**EXERCISE**
The answer must consist solely of the lines from the opening line of the entries through the line with "Reviewer note: confirm that each instance of the yellow", transcribed exactly and without any pictures.

--- DATASET EXCERPTS ---

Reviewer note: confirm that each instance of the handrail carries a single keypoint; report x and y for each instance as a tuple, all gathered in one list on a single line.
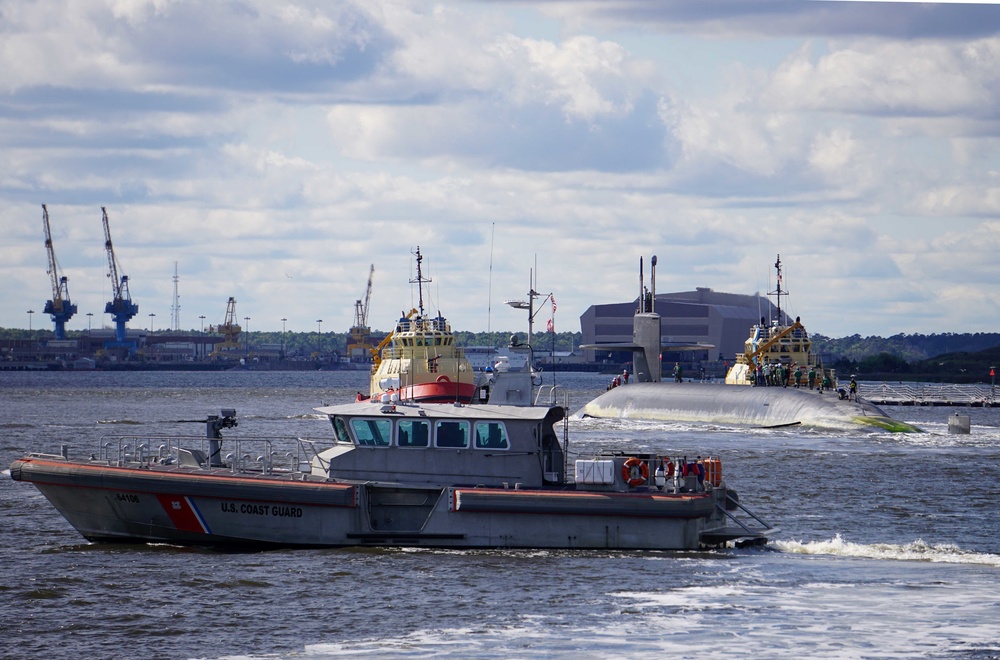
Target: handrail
[(258, 455)]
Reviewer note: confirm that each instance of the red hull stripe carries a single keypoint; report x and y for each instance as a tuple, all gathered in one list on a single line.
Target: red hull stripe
[(439, 392), (184, 513)]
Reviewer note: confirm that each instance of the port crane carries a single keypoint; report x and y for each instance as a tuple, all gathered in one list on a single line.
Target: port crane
[(230, 330), (360, 346), (121, 306), (60, 307)]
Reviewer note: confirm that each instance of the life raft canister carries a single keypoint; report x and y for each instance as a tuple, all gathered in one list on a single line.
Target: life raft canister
[(635, 471)]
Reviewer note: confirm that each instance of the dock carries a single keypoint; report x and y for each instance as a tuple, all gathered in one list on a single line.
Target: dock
[(930, 394)]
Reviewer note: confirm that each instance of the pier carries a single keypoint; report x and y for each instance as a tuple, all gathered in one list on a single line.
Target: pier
[(930, 394)]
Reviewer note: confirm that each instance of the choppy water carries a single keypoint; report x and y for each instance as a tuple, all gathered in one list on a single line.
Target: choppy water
[(889, 546)]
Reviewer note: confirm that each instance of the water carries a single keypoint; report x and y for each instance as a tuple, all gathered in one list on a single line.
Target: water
[(888, 547)]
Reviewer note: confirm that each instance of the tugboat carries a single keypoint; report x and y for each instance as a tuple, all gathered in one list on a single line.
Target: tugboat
[(419, 361), (395, 474), (780, 354)]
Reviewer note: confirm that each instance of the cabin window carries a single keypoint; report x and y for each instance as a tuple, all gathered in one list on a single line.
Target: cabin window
[(452, 434), (372, 432), (340, 430), (491, 435), (415, 433)]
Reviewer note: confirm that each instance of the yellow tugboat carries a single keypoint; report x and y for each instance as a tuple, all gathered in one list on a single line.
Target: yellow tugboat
[(419, 361), (780, 354)]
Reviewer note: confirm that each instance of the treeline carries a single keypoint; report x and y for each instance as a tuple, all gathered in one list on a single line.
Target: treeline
[(307, 343), (949, 357)]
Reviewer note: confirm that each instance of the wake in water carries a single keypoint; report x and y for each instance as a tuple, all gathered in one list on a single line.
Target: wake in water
[(916, 551)]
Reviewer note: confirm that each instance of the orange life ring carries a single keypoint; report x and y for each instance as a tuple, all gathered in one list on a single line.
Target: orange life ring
[(635, 471)]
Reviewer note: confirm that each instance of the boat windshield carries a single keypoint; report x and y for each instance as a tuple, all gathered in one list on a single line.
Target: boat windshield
[(340, 430)]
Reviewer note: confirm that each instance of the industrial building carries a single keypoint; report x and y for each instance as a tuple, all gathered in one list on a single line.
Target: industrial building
[(721, 320)]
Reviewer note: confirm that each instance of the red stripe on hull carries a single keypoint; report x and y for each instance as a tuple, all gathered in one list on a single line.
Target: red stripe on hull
[(181, 513), (439, 392)]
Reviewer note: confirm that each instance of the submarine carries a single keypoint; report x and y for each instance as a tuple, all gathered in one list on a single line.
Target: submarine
[(776, 382)]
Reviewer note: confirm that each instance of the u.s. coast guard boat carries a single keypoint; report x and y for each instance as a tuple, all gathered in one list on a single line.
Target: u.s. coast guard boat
[(394, 474)]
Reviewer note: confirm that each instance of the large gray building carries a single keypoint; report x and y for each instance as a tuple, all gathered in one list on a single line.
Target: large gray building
[(700, 316)]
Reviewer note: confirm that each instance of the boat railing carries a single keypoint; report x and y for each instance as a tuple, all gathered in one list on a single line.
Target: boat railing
[(548, 396), (258, 455), (931, 394)]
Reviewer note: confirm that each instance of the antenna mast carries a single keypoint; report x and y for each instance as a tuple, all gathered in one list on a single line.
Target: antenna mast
[(420, 281), (175, 310), (778, 292)]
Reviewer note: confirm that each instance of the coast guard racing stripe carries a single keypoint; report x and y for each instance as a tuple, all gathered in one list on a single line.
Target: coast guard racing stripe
[(184, 513)]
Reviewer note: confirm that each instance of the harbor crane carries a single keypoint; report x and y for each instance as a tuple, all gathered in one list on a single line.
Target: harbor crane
[(360, 346), (121, 306), (230, 330), (60, 307)]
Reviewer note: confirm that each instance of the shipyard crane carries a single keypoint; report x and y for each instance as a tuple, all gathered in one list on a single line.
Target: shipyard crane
[(230, 331), (59, 307), (121, 306), (359, 346)]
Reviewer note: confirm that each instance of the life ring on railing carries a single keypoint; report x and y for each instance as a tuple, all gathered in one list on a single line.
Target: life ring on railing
[(635, 471)]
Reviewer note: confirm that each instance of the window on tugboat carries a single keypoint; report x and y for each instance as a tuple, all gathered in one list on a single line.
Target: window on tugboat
[(340, 431), (491, 435), (451, 434), (372, 432), (413, 433)]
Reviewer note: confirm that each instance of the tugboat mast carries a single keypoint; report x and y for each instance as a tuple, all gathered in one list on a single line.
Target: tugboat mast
[(419, 282), (778, 292)]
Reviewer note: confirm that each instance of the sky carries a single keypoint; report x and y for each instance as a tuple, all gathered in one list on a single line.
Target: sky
[(275, 151)]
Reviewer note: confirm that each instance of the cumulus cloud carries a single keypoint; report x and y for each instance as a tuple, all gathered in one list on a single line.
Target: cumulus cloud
[(277, 149)]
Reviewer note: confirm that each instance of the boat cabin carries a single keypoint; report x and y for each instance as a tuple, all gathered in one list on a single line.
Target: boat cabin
[(444, 445)]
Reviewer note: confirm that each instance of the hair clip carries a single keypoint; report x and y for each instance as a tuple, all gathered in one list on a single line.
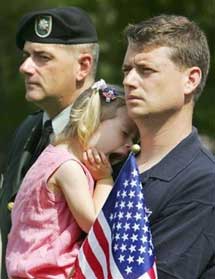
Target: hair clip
[(108, 92)]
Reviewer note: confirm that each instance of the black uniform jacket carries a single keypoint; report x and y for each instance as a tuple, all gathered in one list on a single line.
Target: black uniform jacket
[(21, 149), (180, 192)]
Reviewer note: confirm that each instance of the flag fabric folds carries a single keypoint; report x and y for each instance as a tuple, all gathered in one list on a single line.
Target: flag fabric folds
[(119, 244)]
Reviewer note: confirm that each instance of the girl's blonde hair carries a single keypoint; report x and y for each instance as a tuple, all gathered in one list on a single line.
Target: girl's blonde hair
[(88, 111)]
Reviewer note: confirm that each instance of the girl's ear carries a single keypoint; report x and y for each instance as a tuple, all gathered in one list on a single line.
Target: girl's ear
[(193, 78), (85, 66)]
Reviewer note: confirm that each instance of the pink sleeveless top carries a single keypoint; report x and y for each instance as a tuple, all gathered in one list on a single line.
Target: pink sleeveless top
[(44, 239)]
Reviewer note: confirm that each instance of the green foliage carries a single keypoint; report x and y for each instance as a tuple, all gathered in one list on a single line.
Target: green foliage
[(110, 17)]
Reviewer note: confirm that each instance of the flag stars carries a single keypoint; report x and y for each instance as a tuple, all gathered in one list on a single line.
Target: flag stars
[(145, 229), (128, 215), (136, 227), (130, 204), (134, 237), (131, 194), (122, 204), (119, 226), (127, 226), (123, 247), (140, 260), (139, 205), (133, 183), (115, 247), (130, 259), (121, 258), (142, 250), (144, 239), (124, 194), (117, 236), (120, 215), (125, 236), (150, 252), (134, 173), (128, 269), (132, 248), (137, 216), (140, 195)]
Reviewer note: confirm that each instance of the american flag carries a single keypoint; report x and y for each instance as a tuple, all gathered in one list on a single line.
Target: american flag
[(119, 244)]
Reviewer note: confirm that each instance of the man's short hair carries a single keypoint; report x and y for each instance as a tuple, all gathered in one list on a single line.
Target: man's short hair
[(183, 36)]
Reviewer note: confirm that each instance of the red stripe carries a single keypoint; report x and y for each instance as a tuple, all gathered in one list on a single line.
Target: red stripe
[(101, 238), (151, 273), (78, 273), (92, 260)]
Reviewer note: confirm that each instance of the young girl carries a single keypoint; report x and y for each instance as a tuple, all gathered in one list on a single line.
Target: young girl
[(57, 199)]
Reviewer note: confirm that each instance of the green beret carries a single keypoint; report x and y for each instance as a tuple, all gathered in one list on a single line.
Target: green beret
[(68, 25)]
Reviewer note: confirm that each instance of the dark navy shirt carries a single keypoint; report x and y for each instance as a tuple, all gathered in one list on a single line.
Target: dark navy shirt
[(180, 192)]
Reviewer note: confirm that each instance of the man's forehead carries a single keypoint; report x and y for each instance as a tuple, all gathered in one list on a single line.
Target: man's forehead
[(146, 54), (40, 47)]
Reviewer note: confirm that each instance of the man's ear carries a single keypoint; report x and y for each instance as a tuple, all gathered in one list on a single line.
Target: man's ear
[(193, 78), (85, 66)]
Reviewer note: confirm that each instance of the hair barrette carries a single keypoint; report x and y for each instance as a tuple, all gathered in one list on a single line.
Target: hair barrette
[(108, 92)]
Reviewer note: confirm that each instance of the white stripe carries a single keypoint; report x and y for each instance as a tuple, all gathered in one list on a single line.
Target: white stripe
[(146, 275), (106, 230), (98, 252), (84, 266)]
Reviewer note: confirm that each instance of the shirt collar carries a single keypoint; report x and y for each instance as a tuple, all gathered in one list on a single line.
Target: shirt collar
[(60, 121), (177, 159)]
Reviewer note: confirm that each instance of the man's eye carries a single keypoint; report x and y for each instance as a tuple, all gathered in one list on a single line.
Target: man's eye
[(125, 71)]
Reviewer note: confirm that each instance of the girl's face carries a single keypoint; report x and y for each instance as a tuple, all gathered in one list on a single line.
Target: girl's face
[(115, 135)]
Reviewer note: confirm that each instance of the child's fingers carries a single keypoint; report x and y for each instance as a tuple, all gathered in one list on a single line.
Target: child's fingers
[(92, 156)]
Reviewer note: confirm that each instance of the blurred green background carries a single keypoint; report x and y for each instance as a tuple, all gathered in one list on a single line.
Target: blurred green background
[(110, 18)]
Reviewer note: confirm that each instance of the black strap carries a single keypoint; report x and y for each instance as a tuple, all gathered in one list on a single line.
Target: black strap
[(44, 140)]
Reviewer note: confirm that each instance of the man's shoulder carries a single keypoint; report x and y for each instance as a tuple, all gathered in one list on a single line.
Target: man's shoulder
[(30, 121)]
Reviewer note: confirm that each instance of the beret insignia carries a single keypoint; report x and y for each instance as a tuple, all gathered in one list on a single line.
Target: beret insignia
[(43, 26)]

---

**OUTPUT FOR THIS TASK**
Reviewer note: confirm that each instance of the handrail carries a single keypoint; report x and y for each instance as a tuple, all gathered in one list on a single line.
Target: handrail
[(258, 455)]
Reviewer note: confirm that each instance of the red hull stripe carries a single keypoint; report x and y for each instance as a tuple, all gathered in one list on a single line.
Target: red hull stripe
[(439, 392), (184, 513)]
Reviewer note: confirm that each instance of the port crane carries a single keypoint; report x and y for each instance as a tuple, all gathered in one list on a single line.
Target: port crane
[(230, 330), (360, 346), (121, 306), (60, 307)]
Reviewer note: confirm that each instance of the life raft canister carries a single keypoint; report x and y for each instance as a tuple, all gathered in one list on a single line.
Target: life raft canister
[(635, 471)]
Reviewer note: confirm that each instance of the dock carries a single keypoint; report x and y for each instance as a tuple, all gathered in one list on a single line.
Target: dock
[(930, 394)]
Reviewer note: confirm that each instance of the pier carries a single keypoint; report x and y for each instance as a tuple, all gathered in one list on a single line.
Target: pier
[(930, 394)]
Reviewer note: confirm that each instance of the choppy water carries a single keypoint; report x and y for each instance as a tuple, all gathered in one list on a single line.
Target: choppy water
[(889, 546)]
Reviewer note: confirm that each instance of the water carries a single keypoint; report x and y for each instance as a tuple, all gathered in one list on a single line.
Target: water
[(888, 547)]
Reviewer note: confirm that each instance of the tugboat carries a single keypoint; report x and y for each instance as a tuple, all gathered in one list on a single line.
Target: tugboat
[(419, 361), (395, 474), (780, 354)]
Reviewer note: confirm that each instance of the cabin window carries a single keypoint; report x and y for each instance as a tuple, all gathered in one list on a single line.
Target: cabin window
[(452, 434), (372, 432), (340, 430), (491, 435), (415, 433)]
Reviewer note: confirm that each instance of the yellow tugboat carries a single keypoint; report x and y for each instance as a tuple, all gathered in one list on a single line.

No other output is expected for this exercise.